• _TEXTE À LIRE_
+-------+
8. Il résulte de ces dispositions, qu'en cas de litige relatif à l'existence ou au nombre d'heures de travail accomplies, il appartient au salarié de présenter, à l'appui de sa demande, des éléments suffisamment précis quant aux heures non rémunérées qu'il prétend avoir accomplies afin de permettre à l'employeur, qui assure le contrôle des heures de travail effectuées, d'y répondre utilement en produisant ses propres éléments. Le juge forme sa conviction en tenant compte de l'ensemble de ces éléments au regard des exigences rappelées aux dispositions légales et réglementaires précitées. Après analyse des pièces produites par l'une et l'autre des parties, dans l'hypothèse où il retient l'existence d'heures supplémentaires, il évalue souverainement, sans être tenu de préciser le détail de son calcul, l'importance de celles-ci et fixe les créances salariales s'y rapportant.

9. Pour débouter la salariée de sa demande en paiement d'un rappel de salaire pour heures supplémentaires, l'arrêt retient que la salariée produit un document recensant ses horaires faisant apparaître ces heures supplémentaires, des sms faisant état d'un règlement global des heures supplémentaires sans qu'un comptage précis ne soit effectué. Il relève que toutefois cette seule pièce ne permet pas d'établir la preuve de l'amplitude horaire effectivement réalisée par la salariée et que l'examen des tickets de caisse produits démontre, au contraire, que certains jours indiqués comme ayant été travaillés par la salariée et son époux ne l'étaient pas, soit que le magasin était purement et simplement fermé le jour dit, soit que les époux [F] étaient en week-end de repos. Il constate que, contrairement aux affirmations de la salariée, ses bulletins de paie contiennent chaque mois des heures supplémentaires. Il ajoute que l'employeur verse aux débats les attestations de trois salariées qui affirment que l'intéressée effectuait ses heures en demi journée en alternance avec une autre salariée et surtout qu'elle partait avec son époux voir leur famille près de [Localité 3] deux à trois week-ends par mois en demandant aux autres salariés de ne pas en parler aux dirigeants de la société. Il relève, enfin, que les salariées ayant attesté produisent également une feuille d'heures retraçant pour chacune les heures supplémentaires et les jours de fermeture de la boulangerie, ce qui établit qu'un système de remontée des heures effectuées était mis en place.
+-------+
(Enregistrements)
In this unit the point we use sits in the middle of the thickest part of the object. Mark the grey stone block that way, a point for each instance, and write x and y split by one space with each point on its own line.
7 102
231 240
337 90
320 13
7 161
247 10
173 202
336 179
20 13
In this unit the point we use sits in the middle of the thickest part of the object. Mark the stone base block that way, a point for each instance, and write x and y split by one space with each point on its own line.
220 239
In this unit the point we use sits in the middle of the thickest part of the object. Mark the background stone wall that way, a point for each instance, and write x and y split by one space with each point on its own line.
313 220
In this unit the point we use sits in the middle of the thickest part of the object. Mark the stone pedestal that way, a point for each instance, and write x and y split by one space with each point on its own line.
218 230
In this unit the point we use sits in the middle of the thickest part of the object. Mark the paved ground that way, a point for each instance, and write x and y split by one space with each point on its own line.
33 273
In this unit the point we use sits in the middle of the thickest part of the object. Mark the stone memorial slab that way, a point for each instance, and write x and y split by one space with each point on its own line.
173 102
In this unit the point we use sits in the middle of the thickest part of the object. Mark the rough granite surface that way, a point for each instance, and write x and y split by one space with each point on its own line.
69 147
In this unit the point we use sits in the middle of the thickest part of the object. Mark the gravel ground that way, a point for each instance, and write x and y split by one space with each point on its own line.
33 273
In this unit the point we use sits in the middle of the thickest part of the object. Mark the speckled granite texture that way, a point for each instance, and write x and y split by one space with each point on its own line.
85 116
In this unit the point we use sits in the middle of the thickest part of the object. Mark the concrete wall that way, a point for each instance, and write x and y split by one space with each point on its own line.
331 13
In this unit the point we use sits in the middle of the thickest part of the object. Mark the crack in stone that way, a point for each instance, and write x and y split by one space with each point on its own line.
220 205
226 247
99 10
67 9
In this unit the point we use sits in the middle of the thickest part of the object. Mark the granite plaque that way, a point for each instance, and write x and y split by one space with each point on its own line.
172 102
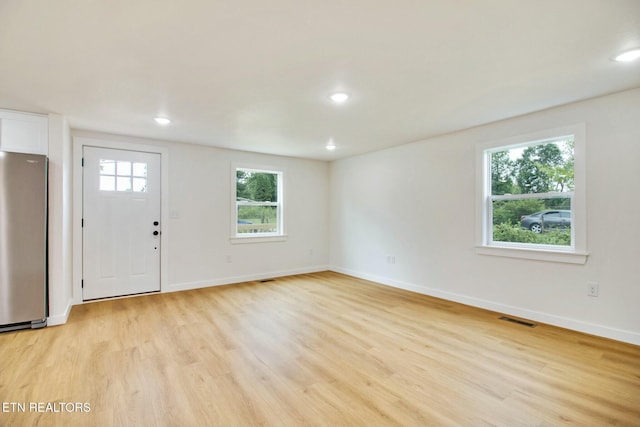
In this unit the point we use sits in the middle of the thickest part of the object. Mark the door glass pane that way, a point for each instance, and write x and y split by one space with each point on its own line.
107 167
107 183
140 170
124 169
124 183
139 185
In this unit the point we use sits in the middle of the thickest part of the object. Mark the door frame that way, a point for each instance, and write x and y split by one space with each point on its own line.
118 143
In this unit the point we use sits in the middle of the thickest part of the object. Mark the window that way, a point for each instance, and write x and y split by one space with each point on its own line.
532 197
258 203
118 175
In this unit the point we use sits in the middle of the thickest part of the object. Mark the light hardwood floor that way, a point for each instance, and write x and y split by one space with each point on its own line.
318 349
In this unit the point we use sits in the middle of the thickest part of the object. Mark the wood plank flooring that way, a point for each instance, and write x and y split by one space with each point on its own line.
311 350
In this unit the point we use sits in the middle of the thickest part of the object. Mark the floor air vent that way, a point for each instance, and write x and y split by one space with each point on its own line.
518 321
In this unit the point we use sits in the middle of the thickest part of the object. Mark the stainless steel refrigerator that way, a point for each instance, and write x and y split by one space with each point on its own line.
23 241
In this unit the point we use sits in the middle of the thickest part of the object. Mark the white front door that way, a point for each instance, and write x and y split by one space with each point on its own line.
121 222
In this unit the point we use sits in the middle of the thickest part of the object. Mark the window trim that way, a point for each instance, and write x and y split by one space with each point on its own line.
258 237
577 253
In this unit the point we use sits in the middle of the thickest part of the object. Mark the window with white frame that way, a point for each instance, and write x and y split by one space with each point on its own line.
529 193
258 202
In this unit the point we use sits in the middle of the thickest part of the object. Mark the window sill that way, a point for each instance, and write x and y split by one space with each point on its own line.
534 254
258 239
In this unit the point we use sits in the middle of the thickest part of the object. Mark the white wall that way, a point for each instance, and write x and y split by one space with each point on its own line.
60 216
417 203
197 236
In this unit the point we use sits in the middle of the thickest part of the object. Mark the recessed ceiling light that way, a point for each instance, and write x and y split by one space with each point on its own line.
162 120
628 56
339 97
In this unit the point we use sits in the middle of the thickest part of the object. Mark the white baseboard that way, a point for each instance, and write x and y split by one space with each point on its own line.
240 279
551 319
60 319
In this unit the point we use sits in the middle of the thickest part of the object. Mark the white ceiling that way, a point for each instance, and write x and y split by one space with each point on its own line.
256 74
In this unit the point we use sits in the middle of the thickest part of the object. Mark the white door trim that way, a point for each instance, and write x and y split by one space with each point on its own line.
117 143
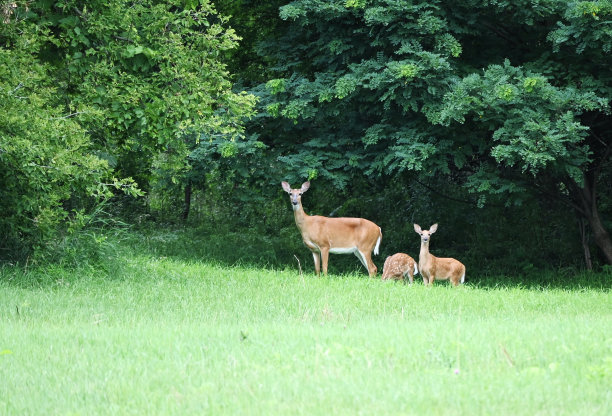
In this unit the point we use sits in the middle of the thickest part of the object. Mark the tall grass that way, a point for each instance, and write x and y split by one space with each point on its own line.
155 334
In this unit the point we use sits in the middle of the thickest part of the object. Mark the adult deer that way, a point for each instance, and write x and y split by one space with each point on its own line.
432 267
323 235
398 266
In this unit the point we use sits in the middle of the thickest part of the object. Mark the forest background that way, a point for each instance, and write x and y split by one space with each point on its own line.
491 118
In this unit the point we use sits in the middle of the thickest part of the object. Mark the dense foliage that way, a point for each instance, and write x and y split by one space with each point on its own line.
490 117
93 91
508 101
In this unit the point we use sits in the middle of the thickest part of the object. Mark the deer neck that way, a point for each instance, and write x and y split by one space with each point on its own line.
300 215
424 254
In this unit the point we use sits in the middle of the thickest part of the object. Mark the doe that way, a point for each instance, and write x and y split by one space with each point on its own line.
323 235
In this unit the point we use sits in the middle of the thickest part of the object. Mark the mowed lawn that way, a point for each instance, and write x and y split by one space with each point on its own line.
158 336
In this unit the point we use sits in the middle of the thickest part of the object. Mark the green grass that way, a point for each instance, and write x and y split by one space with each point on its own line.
155 335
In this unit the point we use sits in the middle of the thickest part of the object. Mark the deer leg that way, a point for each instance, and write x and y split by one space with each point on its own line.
370 264
317 260
325 258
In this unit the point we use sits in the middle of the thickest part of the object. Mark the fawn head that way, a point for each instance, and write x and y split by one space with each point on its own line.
425 234
295 195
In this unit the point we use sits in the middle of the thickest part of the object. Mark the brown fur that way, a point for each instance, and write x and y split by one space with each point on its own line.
432 267
323 234
398 266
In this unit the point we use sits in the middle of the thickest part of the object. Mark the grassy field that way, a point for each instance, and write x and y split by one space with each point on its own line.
158 335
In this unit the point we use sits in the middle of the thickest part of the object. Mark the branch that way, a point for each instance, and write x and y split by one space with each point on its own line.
70 115
463 201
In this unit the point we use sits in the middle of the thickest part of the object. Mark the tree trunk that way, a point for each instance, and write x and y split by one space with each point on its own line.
585 243
587 197
187 205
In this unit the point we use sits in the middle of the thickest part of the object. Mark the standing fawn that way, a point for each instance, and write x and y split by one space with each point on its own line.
432 267
398 266
323 235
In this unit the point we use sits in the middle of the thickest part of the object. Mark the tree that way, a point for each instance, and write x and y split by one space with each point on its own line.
+-------+
• _CONSIGNES_
1/ Les affirmations suivantes sont-elles conformes au texte sur les heures supplémentaires ? Répondez par oui ou non à chacune et citez textuellement les mots qui tranchent.
(a) Le juge doit préciser le détail de son calcul des heures supplémentaires.
(b) Les bulletins de paie de la salariée contiennent chaque mois des heures supplémentaires.
(c) L'employeur verse aux débats les attestations de quatre salariées.
2/ Dans les enregistrements, recopiez les lignes qui vont de celle contenant « Mark the branch » jusqu'à la fin des enregistrements, bornes comprises. Substituez partout « widest part » à « thickest part » sans rien modifier d'autre.

• _RÉPONSES PAR CONSIGNE_
1/
(a) Non : « sans être tenu de préciser le détail de son calcul ».
(b) Oui : « ses bulletins de paie contiennent chaque mois des heures supplémentaires ».
(c) Non : « les attestations de trois salariées ».

2/
In this unit the point we use sits in the middle of the widest part of the object. Mark the branch that way, a point for each instance, and write x and y split by one space with each point on its own line.
70 115
463 201
In this unit the point we use sits in the middle of the widest part of the object. Mark the tree trunk that way, a point for each instance, and write x and y split by one space with each point on its own line.
585 243
587 197
187 205
In this unit the point we use sits in the middle of the widest part of the object. Mark the standing fawn that way, a point for each instance, and write x and y split by one space with each point on its own line.
432 267
398 266
323 235
In this unit the point we use sits in the middle of the widest part of the object. Mark the tree that way, a point for each instance, and write x and y split by one space with each point on its own line.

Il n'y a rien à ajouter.